What you have to do:
Pictures excluded, copy word for word the lines from the one holding "louvre pyramid? Indicate one point per instance." through the last line below.

──────── Data records ────────

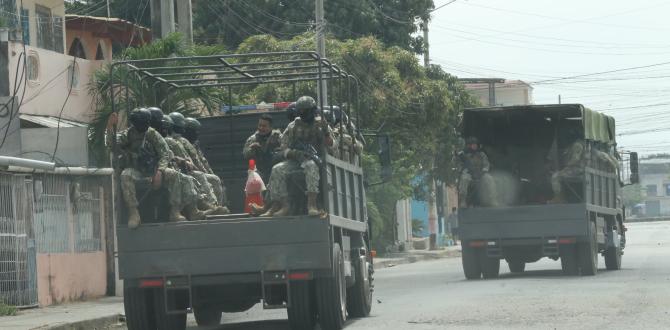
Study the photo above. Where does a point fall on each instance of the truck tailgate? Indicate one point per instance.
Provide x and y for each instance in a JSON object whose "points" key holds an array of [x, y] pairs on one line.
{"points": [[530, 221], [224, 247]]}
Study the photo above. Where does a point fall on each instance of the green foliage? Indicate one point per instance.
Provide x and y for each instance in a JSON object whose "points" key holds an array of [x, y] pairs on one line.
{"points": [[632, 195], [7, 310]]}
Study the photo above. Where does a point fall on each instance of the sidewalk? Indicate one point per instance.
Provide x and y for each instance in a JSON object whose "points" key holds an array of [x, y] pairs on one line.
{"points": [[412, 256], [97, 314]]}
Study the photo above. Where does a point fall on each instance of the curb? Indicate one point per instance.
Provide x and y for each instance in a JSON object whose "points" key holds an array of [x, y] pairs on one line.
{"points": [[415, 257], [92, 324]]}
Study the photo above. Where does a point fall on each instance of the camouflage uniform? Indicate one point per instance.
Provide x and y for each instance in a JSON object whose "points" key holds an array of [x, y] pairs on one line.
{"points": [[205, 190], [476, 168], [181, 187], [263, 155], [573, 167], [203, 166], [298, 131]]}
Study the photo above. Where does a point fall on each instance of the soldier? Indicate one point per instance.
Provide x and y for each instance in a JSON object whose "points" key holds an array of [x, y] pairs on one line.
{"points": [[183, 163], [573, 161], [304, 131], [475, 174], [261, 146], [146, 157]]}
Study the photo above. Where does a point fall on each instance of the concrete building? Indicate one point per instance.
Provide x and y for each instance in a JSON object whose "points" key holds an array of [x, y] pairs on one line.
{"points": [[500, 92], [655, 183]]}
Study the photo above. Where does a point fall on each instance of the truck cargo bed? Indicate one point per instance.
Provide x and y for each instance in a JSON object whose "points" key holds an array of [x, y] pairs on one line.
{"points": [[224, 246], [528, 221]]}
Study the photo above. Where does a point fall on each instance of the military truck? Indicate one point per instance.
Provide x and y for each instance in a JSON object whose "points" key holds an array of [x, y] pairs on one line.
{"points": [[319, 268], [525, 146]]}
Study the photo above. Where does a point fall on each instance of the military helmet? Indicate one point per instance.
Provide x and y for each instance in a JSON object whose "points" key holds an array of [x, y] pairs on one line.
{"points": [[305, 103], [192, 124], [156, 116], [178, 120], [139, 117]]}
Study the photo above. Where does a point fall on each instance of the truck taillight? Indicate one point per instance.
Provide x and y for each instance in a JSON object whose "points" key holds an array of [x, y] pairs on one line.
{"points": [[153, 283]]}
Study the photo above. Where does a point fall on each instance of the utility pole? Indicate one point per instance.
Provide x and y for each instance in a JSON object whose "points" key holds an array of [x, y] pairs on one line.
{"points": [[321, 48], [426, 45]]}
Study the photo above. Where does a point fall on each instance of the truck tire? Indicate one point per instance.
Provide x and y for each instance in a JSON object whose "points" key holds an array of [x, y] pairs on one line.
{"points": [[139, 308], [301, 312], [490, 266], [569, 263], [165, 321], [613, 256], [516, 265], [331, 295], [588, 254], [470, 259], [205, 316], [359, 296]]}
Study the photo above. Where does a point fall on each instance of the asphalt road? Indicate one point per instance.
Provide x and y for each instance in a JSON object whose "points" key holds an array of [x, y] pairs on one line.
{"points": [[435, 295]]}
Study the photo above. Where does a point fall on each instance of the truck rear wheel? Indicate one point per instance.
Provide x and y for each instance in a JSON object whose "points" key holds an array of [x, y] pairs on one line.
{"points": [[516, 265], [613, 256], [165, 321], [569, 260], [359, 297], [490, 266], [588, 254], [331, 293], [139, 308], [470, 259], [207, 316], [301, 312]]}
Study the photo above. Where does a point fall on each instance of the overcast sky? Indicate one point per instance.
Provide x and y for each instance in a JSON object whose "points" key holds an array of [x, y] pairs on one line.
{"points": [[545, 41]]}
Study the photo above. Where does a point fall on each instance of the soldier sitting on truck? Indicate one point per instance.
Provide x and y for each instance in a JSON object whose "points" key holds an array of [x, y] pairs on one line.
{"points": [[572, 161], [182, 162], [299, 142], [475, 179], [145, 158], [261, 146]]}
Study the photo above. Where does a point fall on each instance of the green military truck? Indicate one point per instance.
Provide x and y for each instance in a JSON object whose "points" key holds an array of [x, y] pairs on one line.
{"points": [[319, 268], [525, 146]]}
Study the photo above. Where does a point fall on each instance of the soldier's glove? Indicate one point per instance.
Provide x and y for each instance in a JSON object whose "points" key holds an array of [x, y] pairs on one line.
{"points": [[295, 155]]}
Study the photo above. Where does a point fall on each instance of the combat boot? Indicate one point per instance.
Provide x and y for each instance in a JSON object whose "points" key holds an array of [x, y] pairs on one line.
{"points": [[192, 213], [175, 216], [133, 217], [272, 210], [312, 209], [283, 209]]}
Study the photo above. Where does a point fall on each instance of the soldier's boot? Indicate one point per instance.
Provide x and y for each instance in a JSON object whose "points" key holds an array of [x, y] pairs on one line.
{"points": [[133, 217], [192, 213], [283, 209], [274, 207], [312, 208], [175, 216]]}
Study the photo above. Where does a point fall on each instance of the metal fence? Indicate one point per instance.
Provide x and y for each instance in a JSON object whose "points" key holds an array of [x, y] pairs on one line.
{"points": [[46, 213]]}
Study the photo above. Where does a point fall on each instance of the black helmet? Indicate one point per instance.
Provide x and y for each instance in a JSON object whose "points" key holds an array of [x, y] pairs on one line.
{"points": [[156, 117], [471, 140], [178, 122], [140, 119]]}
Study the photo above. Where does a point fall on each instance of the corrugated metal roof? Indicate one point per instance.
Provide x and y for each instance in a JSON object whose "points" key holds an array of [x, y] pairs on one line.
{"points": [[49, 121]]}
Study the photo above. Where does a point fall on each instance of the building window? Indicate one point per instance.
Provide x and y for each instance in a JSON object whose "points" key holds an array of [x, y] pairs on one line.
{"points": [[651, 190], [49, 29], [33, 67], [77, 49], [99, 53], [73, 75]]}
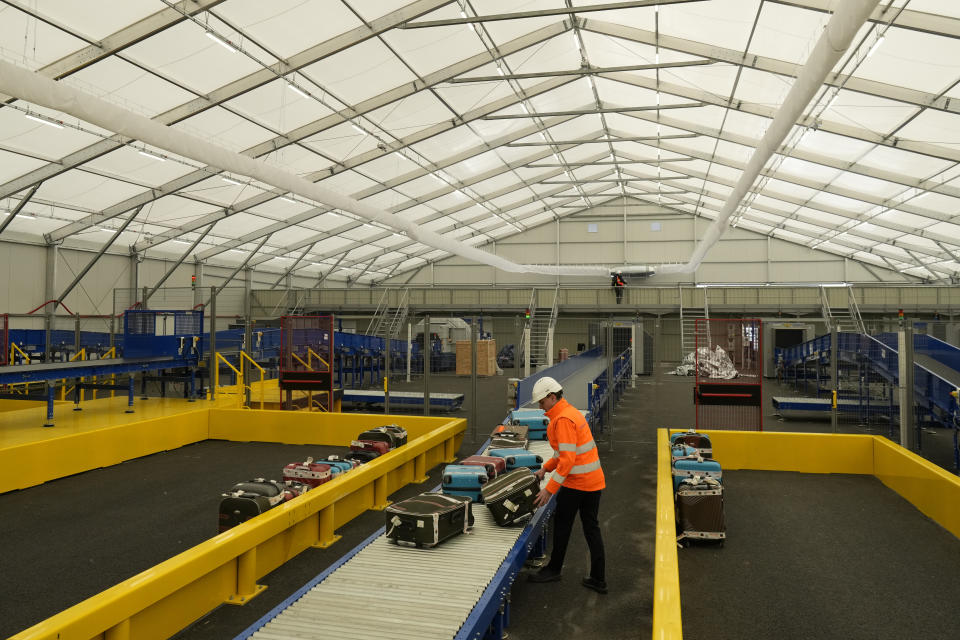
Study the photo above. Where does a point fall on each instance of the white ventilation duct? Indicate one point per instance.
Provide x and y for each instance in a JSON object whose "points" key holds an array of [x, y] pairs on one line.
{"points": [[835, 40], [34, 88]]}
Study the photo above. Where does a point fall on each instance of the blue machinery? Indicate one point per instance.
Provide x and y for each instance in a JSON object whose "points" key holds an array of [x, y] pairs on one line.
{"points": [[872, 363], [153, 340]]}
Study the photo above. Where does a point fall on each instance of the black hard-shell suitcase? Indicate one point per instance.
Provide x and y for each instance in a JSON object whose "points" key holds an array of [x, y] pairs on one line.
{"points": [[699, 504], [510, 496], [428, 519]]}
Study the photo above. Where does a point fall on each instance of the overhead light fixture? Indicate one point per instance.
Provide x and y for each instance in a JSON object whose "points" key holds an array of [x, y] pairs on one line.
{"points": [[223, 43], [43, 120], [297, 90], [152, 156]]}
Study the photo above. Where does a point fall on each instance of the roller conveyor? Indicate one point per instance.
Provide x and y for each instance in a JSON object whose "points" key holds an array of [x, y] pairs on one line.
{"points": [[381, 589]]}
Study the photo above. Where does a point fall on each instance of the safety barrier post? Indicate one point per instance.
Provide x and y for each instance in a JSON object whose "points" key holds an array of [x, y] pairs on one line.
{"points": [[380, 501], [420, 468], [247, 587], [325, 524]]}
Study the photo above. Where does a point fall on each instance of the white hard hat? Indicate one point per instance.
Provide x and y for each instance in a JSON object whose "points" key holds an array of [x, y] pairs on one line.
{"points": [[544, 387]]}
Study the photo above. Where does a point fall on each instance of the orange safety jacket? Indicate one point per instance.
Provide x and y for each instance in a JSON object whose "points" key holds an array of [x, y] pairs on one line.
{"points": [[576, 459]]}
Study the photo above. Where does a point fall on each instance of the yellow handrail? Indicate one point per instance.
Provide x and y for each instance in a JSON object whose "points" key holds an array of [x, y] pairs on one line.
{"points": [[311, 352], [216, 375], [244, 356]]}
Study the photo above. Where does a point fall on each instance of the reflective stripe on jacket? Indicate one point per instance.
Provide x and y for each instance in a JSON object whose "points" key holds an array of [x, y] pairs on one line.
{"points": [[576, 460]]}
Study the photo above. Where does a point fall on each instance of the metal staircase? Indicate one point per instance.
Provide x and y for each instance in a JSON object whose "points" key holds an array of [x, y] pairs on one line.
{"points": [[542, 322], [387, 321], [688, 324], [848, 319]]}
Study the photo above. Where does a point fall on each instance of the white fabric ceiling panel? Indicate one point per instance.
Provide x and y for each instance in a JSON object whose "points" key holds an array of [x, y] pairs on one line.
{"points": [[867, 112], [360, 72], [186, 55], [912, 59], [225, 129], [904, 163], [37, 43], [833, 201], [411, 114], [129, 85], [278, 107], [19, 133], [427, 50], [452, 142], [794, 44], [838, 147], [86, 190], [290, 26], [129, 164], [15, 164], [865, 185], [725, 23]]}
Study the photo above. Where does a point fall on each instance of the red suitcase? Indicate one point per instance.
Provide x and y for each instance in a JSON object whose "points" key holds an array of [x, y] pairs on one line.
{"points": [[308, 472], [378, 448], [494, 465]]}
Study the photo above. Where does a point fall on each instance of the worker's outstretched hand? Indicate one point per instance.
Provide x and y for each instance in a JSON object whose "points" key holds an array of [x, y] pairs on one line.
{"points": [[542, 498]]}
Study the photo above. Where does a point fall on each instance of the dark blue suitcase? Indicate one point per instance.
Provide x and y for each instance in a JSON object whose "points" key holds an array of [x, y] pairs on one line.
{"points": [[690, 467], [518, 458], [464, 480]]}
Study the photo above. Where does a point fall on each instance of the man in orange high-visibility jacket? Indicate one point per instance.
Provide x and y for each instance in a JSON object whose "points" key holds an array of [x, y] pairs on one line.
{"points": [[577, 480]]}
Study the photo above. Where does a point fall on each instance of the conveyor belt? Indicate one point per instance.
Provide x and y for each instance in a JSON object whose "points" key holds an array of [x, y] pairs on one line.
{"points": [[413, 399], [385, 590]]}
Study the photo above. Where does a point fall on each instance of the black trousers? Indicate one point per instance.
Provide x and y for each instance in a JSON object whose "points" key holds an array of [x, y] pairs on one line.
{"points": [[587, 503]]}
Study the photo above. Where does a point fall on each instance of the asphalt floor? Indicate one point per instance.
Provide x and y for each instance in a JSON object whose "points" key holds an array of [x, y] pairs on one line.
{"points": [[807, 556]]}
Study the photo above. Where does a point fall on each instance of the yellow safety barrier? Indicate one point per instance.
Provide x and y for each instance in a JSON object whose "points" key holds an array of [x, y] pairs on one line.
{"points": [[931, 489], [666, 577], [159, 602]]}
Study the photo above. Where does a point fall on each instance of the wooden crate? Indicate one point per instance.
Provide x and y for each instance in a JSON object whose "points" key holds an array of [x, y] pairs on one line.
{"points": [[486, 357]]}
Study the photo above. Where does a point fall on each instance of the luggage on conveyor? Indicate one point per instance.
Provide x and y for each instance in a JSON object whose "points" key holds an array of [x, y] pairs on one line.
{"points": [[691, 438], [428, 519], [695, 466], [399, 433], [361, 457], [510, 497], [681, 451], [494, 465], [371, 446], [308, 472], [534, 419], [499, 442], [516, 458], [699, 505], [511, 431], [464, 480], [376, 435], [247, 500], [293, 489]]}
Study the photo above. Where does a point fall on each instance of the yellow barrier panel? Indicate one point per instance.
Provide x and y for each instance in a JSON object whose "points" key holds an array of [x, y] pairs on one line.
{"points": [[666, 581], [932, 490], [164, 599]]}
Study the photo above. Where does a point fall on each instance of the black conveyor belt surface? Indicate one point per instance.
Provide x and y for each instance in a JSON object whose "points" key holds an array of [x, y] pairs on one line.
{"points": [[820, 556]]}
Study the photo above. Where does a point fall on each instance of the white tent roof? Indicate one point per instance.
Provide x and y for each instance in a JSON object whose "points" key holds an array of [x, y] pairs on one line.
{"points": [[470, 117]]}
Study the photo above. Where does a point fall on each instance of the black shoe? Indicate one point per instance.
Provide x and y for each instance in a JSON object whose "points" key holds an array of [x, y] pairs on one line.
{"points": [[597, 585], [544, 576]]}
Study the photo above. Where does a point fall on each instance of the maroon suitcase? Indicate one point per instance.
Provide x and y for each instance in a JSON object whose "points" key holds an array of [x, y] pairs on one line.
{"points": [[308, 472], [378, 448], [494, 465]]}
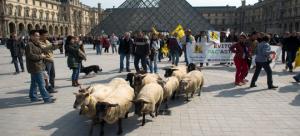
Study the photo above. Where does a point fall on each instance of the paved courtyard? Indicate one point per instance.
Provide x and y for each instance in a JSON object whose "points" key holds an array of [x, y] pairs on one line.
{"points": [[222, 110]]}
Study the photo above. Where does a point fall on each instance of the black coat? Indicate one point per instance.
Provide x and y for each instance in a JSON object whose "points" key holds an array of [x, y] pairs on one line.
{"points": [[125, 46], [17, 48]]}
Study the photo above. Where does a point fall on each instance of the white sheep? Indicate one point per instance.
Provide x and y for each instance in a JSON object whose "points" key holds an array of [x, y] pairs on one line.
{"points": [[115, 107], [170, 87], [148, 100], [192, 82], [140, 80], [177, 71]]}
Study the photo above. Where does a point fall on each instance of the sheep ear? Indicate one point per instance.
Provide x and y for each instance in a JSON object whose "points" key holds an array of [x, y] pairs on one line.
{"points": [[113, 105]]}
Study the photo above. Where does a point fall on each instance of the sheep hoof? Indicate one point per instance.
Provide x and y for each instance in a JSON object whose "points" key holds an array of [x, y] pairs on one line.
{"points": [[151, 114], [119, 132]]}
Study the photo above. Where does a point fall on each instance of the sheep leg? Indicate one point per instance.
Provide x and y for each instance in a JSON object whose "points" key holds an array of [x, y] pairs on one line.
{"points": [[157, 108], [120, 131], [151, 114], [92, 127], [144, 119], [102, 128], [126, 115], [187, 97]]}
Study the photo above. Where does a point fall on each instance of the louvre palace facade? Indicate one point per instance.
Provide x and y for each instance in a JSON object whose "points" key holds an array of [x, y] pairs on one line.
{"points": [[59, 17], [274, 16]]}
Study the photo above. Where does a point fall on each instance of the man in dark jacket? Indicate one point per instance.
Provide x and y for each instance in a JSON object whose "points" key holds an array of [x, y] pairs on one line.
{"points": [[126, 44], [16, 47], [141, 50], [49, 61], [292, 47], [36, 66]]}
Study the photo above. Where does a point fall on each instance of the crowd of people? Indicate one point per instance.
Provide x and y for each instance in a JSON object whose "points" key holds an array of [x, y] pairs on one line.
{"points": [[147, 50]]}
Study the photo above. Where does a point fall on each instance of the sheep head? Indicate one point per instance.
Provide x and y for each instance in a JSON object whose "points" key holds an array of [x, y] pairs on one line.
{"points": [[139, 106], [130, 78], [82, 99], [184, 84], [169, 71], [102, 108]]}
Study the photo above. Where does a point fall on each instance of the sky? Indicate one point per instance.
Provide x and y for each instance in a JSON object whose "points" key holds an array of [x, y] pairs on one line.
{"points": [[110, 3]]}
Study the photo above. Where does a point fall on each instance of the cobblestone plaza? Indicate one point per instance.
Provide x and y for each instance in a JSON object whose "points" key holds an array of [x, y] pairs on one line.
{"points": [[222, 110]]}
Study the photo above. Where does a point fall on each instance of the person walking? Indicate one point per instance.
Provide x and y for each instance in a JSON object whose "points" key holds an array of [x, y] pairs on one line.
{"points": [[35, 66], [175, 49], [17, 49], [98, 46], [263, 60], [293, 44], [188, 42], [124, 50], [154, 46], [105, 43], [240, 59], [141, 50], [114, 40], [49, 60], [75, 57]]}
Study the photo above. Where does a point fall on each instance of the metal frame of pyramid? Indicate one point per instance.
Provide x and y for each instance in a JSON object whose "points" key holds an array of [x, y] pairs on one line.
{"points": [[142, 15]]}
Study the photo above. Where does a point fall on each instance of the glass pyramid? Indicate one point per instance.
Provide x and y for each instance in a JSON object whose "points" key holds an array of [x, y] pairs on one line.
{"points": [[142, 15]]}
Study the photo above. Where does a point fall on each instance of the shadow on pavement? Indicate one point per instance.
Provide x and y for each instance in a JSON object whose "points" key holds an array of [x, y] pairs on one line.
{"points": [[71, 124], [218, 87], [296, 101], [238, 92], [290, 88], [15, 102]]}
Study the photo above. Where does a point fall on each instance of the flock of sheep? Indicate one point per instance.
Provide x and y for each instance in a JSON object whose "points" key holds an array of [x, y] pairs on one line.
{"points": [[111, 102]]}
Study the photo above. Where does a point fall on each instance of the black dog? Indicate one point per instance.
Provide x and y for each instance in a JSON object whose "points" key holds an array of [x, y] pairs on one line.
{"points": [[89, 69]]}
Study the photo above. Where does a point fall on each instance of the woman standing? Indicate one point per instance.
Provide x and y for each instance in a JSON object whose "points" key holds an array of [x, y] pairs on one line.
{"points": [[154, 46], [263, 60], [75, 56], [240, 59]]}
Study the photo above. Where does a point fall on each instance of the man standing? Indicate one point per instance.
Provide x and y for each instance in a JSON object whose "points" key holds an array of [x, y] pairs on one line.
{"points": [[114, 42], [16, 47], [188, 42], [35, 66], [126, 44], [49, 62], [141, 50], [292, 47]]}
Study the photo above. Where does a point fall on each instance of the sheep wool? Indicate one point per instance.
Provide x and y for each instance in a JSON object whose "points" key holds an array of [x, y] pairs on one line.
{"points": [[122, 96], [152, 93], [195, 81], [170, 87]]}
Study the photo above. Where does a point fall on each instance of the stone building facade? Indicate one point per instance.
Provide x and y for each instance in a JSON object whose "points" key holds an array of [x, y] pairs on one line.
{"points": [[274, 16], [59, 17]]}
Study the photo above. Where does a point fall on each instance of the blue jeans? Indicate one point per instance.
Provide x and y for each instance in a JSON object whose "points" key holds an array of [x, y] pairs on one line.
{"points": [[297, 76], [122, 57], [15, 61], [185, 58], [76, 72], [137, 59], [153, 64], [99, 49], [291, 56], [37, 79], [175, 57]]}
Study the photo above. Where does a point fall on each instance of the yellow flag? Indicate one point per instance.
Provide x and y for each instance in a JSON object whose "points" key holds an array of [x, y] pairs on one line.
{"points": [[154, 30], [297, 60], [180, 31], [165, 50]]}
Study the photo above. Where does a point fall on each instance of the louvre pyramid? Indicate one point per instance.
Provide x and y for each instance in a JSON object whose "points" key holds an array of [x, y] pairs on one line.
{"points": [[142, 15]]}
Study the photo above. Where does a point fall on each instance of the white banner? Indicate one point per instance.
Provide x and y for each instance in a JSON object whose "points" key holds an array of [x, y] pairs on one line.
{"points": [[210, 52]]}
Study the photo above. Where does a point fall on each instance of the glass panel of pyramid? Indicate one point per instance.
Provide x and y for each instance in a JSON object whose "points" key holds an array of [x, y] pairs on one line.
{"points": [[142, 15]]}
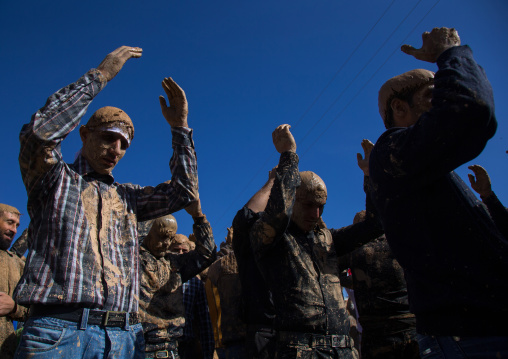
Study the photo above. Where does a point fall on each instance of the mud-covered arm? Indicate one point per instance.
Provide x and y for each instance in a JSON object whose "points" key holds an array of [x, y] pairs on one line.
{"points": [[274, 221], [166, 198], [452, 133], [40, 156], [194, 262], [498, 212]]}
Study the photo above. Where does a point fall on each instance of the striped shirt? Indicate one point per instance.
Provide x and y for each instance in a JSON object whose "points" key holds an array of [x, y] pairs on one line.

────────

Completed exercise:
Study the photo above. Where does a point fall on each instance of the louvre pyramid? Indicate one point per instance.
Provide x and y for each instance in a JSON object whose "points" key holds an array of [x, y] pairs on one line.
{"points": [[142, 15]]}
Study the photo above. Where does a point fall on each instance of the white banner? Indicate one point per instance.
Provide x and y for each instance in a JSON object whose "points" key holds an array of [x, y] pairs on one line.
{"points": [[210, 52]]}
Study the photo above. Where does a point fall on each instance of the glass panel of pyramid? Indicate one point per instance.
Provide x and y for each instance in a JSON object whose "points" key holds an array of [x, y] pairs on one line.
{"points": [[142, 15]]}
Study the photo above. Where does a point fall on each instance of the mud-covered arm? Indicate one point per instance.
Provide x and y for each instance in a JSON object whose "points" key holds an array of [x, y] pairs on one line.
{"points": [[274, 221], [166, 198], [452, 133], [40, 156], [194, 262], [498, 212]]}
Study the photo above. Where does a point fall on each instance of the striped shirt? Indicate one point per instance.
Provide x and y for each instance in a JSON object whose "points" key holds an array of [x, y] pairs on one line.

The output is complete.